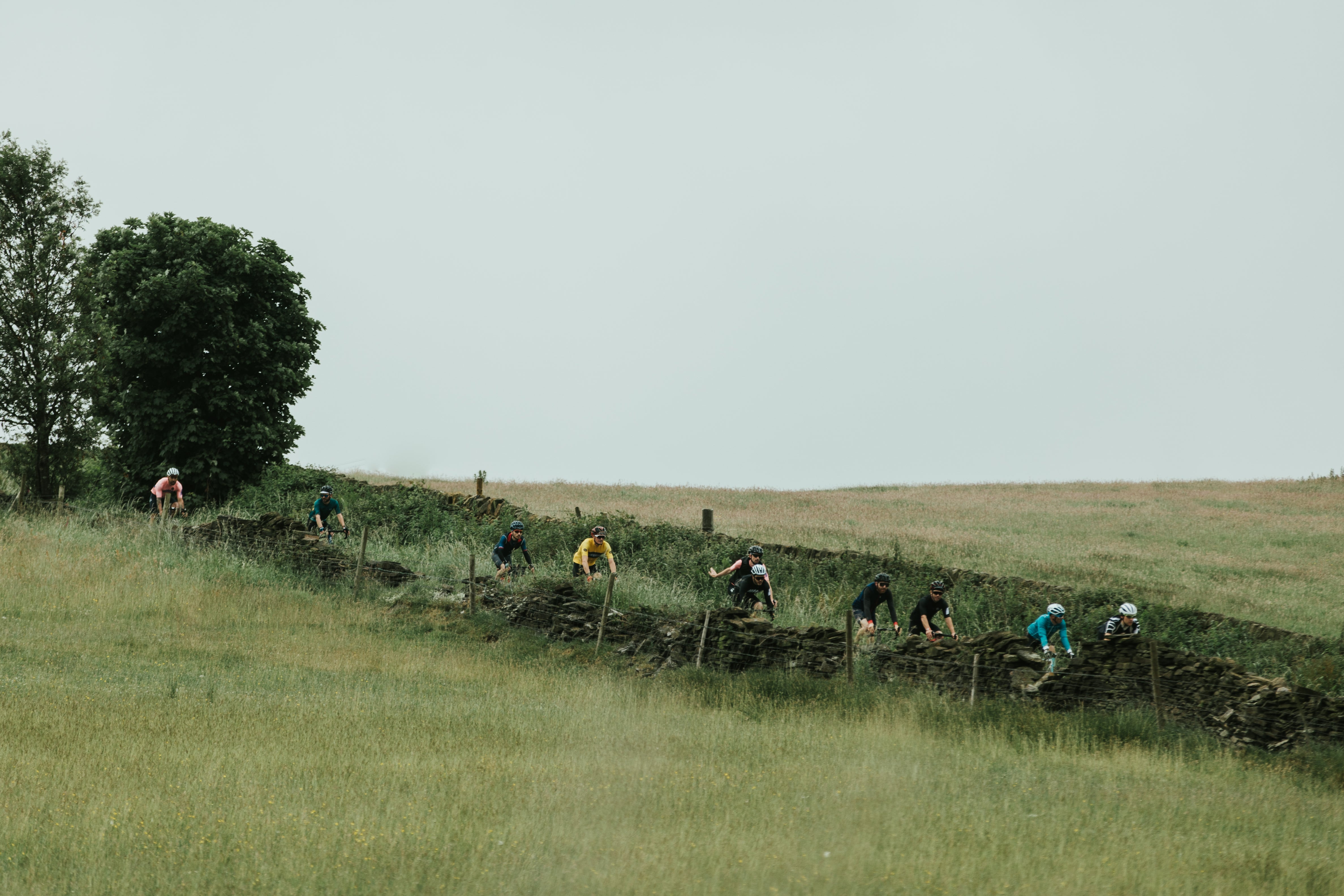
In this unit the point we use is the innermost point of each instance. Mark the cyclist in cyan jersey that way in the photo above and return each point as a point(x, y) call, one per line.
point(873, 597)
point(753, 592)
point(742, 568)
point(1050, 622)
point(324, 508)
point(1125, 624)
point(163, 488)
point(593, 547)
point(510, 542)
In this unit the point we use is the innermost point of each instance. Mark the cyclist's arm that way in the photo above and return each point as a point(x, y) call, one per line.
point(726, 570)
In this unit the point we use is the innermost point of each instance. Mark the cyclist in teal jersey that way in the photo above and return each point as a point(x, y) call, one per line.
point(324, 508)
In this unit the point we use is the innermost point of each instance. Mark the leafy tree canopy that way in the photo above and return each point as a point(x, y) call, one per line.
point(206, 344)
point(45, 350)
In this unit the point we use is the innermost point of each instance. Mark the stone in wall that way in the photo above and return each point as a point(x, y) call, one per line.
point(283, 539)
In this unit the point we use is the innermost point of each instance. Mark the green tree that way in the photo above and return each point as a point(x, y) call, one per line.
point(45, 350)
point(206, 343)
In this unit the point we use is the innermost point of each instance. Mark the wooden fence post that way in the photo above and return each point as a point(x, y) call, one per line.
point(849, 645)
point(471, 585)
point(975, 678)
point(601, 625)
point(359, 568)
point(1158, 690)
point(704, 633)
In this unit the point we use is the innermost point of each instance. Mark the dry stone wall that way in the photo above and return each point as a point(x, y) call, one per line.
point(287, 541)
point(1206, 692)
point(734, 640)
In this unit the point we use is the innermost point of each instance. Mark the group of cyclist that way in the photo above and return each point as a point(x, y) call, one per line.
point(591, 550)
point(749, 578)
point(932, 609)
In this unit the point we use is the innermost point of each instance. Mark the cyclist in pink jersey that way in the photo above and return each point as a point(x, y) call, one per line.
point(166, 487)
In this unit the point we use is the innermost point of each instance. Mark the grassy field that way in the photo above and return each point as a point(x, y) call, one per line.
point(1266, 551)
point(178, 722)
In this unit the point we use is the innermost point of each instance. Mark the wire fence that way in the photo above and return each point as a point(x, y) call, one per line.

════════════════

GIVEN REQUEST: Print every line of the material above verbatim, leaving out the pictures.

FINISHED ANSWER:
In this unit the point we use is the innermost point of each instance. Mark the cyclist in cyan jersey that way in the photo above and return each point as a point(x, y) call, one per line.
point(873, 597)
point(753, 592)
point(742, 568)
point(1050, 622)
point(324, 508)
point(1125, 624)
point(163, 488)
point(593, 547)
point(510, 542)
In this unit the point we use is the innermost point of each instance. Mark the cyclist's arm that way in the photo above and return each point as a point(x, y) call, one per line.
point(726, 570)
In this unit the point we use is the innermost point of each instance. Mark the cyclist in teal jersey that way in the photo above and return each point as a point(x, y) call, one per line.
point(324, 508)
In this unit the point we use is the innermost point of each instance. Mark the leafy tree canopy that way in the photo above and return each point as a point(x, y) call, one per line.
point(206, 344)
point(45, 350)
In this unit the point we use is the innermost point of each instance. Mark the stone in wall that way in the photo above and return each point as a point(x, y) call, one per line.
point(283, 539)
In this unit the point we use is the innermost point of each instance. Mark the green tree that way in the photo above and return each point as a point(x, y) call, one per line.
point(45, 350)
point(206, 343)
In this unit the point we use is the innermost point of each instance. Mark the wooden fence post that way in the photo above and return each point as a point(x, y) call, one per line.
point(849, 645)
point(471, 585)
point(975, 678)
point(601, 625)
point(359, 568)
point(1158, 690)
point(704, 633)
In this unit the point we use is the innermost point of each instance. Mark the dry stone wall that way in the photo above and return each point as a point(x, y) call, one per line.
point(287, 541)
point(1206, 692)
point(734, 640)
In this unit the point we use is the innermost point of each instance. Mark the group of cyclist that way in the photo above and return each point as a point(x, y) call, one per line.
point(591, 550)
point(749, 578)
point(932, 609)
In this unit the point we use is the innermost point of each instance. Mark the cyclist in pink jersey that way in the photo above and return each point as a point(x, y) call, one per line.
point(166, 487)
In this unit the point we use is the innermost point of each instance. Mark the grassy field that way in the photo above and return each point as a point(x, y) call, one per line.
point(1266, 551)
point(178, 722)
In this unit the point we use is the innermost point of each instance. Mark the wire fence that way in the photo above and return each point as a point(x, y) call, one per line.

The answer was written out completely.